TO BE DONE:
(1) According to the passage on eastern ozone air quality, how many states does the NOx SIP Call direct to reduce NOx emissions during the summer months?
(2) Reproduce the passage on eastern ozone air quality word for word, starting at "Decreases in ozone" and ending at "Budget Trading Program.".
(3) Please go on with the passage on eastern ozone air quality from the point where it stops.

===== TEXT PROVIDED =====

Decreases in ozone forming NOx emissions in 2004 signal that ozone air quality throughout the eastern United States is improving. According to a new report released on August 18, “Evaluating Ozone Control Programs in the Eastern United States: Focus on the NOx Budget Trading Program, 2004,” The U.S. Environmental Protection Agency’s (EPA’s) rule, known as the “NOx SIP Call,” yielded reductions that improved air quality for more than 100 million people. The NOx SIP Call directs 21 eastern states and the District of Columbia to reduce NOx emissions during the summer months. All states subject to this rule chose to comply by participating in the EPA-administered NOx Budget Trading Program.
“The NOx Budget Trading Program is yet another example of how market-based trading programs are significantly reducing emissions of air pollutants,” said EPA Administrator Stephen L. Johnson. “The NOx SIP Call and our new Clean Air Interstate Rule (CAIR) ensure that Americans continue to breathe cleaner air by dramatically reducing air pollution that moves across state boundaries.”

===== GIVEN RECORDS =====

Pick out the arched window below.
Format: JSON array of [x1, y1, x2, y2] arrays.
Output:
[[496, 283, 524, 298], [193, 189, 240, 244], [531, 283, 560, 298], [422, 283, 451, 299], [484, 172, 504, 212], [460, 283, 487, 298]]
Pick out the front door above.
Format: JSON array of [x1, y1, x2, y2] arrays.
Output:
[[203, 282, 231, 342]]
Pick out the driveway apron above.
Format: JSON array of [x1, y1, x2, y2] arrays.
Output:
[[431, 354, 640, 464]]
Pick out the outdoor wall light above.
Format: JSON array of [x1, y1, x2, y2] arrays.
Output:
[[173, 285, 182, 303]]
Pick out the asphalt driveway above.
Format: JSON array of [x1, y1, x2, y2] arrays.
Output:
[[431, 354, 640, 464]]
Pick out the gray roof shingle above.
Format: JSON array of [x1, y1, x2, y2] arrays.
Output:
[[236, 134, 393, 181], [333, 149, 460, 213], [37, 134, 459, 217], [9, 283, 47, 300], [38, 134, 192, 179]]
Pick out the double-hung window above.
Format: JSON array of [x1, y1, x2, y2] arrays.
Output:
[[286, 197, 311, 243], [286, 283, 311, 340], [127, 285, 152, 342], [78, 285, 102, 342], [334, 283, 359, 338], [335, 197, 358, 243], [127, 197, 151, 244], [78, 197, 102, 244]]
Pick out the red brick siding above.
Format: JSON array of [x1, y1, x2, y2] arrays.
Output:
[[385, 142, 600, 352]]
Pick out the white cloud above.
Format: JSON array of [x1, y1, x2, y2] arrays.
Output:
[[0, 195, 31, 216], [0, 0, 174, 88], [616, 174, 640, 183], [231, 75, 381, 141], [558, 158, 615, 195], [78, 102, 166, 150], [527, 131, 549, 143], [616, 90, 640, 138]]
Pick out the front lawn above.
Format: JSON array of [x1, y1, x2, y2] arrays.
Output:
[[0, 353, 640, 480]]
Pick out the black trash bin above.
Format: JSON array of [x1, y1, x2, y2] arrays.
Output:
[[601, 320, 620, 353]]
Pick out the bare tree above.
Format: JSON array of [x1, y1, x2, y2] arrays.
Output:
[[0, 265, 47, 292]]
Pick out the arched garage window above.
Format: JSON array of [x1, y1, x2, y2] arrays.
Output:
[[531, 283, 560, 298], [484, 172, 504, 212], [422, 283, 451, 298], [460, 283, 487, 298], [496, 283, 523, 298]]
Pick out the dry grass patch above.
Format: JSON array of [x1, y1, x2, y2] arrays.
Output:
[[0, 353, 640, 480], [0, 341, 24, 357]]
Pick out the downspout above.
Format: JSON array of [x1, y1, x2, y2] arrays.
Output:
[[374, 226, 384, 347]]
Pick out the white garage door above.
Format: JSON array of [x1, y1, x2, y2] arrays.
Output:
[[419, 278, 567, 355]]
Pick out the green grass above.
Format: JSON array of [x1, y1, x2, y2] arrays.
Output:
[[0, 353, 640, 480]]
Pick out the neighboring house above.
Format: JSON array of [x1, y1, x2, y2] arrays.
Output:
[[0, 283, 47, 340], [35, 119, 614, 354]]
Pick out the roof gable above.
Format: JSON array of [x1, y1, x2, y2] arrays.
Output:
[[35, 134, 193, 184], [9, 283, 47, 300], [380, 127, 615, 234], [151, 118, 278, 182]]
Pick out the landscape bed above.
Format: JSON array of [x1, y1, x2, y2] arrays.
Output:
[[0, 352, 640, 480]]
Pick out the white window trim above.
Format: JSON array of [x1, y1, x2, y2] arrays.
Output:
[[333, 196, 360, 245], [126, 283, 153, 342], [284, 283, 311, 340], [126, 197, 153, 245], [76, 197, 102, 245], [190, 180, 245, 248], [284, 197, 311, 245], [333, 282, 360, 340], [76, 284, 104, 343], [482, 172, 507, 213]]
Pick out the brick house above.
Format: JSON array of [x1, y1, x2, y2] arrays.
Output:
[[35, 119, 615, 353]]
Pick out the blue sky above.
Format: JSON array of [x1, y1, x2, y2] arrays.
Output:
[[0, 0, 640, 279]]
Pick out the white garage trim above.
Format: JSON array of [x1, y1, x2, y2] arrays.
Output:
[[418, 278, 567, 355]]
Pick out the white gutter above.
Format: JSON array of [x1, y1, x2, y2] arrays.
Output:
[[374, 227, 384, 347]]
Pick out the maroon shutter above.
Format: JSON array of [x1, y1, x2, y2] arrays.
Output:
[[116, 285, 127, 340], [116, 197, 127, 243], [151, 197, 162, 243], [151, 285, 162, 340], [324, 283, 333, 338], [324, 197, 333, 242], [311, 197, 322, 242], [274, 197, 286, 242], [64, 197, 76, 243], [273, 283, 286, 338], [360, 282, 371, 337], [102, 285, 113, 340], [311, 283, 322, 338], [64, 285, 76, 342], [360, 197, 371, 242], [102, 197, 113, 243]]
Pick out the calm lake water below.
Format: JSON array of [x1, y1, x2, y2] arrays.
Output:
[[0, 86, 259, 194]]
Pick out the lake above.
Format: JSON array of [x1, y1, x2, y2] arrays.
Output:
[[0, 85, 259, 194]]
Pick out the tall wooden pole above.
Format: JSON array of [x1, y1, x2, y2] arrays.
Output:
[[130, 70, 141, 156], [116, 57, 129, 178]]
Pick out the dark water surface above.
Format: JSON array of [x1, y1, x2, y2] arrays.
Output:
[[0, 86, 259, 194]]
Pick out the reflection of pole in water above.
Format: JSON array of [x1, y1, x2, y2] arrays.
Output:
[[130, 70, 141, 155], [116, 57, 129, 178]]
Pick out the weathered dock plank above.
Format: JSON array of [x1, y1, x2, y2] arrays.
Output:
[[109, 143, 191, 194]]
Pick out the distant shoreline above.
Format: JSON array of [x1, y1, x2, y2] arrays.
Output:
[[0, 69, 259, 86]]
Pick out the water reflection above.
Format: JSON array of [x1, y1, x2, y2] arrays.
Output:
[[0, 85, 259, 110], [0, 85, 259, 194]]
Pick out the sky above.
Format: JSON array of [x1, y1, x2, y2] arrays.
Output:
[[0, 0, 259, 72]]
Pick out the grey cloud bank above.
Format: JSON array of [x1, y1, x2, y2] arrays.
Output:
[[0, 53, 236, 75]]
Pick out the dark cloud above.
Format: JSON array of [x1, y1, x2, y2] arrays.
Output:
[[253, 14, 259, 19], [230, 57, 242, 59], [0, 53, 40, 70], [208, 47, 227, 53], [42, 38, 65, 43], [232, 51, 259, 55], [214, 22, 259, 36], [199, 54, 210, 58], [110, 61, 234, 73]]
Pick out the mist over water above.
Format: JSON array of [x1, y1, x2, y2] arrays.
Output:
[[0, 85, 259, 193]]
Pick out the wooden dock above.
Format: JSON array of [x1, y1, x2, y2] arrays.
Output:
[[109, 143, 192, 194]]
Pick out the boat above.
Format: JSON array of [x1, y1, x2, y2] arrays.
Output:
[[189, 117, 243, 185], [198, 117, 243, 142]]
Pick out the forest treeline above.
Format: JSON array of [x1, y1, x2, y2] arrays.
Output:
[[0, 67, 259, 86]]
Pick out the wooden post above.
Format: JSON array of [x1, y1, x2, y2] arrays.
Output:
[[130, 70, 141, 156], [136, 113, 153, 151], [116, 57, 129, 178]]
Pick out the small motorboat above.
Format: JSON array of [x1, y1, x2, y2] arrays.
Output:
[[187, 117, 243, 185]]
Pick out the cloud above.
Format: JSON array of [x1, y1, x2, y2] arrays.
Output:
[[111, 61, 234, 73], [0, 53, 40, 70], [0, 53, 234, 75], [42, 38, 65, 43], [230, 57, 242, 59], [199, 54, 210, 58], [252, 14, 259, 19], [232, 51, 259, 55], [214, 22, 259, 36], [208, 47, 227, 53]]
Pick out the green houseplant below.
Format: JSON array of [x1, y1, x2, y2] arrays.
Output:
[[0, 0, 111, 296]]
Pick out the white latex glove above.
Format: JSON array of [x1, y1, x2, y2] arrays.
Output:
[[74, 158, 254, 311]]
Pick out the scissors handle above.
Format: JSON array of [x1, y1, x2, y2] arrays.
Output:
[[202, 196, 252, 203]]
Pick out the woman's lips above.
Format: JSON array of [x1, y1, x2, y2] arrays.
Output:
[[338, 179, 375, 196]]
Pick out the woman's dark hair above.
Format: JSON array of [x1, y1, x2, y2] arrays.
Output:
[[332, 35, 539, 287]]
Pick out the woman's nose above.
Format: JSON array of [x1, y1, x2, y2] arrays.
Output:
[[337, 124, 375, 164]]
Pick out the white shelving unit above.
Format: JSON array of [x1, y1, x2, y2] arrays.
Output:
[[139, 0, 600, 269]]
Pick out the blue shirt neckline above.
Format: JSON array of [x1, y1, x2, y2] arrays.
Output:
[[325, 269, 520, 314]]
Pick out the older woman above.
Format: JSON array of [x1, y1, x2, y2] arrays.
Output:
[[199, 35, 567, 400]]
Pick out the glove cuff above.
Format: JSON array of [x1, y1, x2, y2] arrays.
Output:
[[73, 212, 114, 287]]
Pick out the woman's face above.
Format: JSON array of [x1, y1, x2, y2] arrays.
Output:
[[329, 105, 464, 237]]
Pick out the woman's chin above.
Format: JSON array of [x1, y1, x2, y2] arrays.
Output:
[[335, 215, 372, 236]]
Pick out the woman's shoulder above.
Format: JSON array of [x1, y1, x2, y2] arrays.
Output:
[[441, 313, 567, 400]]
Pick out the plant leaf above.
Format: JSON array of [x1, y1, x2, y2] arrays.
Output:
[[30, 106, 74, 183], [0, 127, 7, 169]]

=====

ANSWERS BY TASK:
(1) 21 eastern states, plus the District of Columbia.

(2)
Decreases in ozone forming NOx emissions in 2004 signal that ozone air quality throughout the eastern United States is improving. According to a new report released on August 18, “Evaluating Ozone Control Programs in the Eastern United States: Focus on the NOx Budget Trading Program, 2004,” The U.S. Environmental Protection Agency’s (EPA’s) rule, known as the “NOx SIP Call,” yielded reductions that improved air quality for more than 100 million people. The NOx SIP Call directs 21 eastern states and the District of Columbia to reduce NOx emissions during the summer months. All states subject to this rule chose to comply by participating in the EPA-administered NOx Budget Trading Program.

(3)
The NOx Budget Trading Program was modeled after the Ozone Transport Commission’s (OTC’s) NOx Budget Program and EPA’s Acid Rain Program to deliver emissions reductions efficiently and effectively. The Program set a regional “budget” (or cap) on NOx emissions from electric power generating facilities and industrial boilers from a variety of industry types during the “ozone season” (May 1 through September 30, the months during which the formation of ozone is of greatest concern) beginning in 1999. To meet the budget, sources were required to reduce emissions significantly below 1990 baseline levels, and could use emissions trading to achieve the most cost effective reductions possible.
At the end of each ozone season, sources must demonstrate that their actual ozone season emissions do not exceed the amount of allowances held for that period. Unused allowances may be sold or banked for use in a subsequent ozone season. Regardless of the number of allowances a source holds, it may not emit at levels that would violate other Clean Air Act or state requirements. As with any cap and trade program, sources can devise their own strategies to comply with NOx emission restrictions. The ability to trade allowances places a value on emission reductions and encourages sources to develop the most cost-effective emission reduction strategies to achieve the overall required emission reductions. This approach allows the OTC states to achieve greater reductions than could be captured under a traditional regulatory approach for the same overall cost.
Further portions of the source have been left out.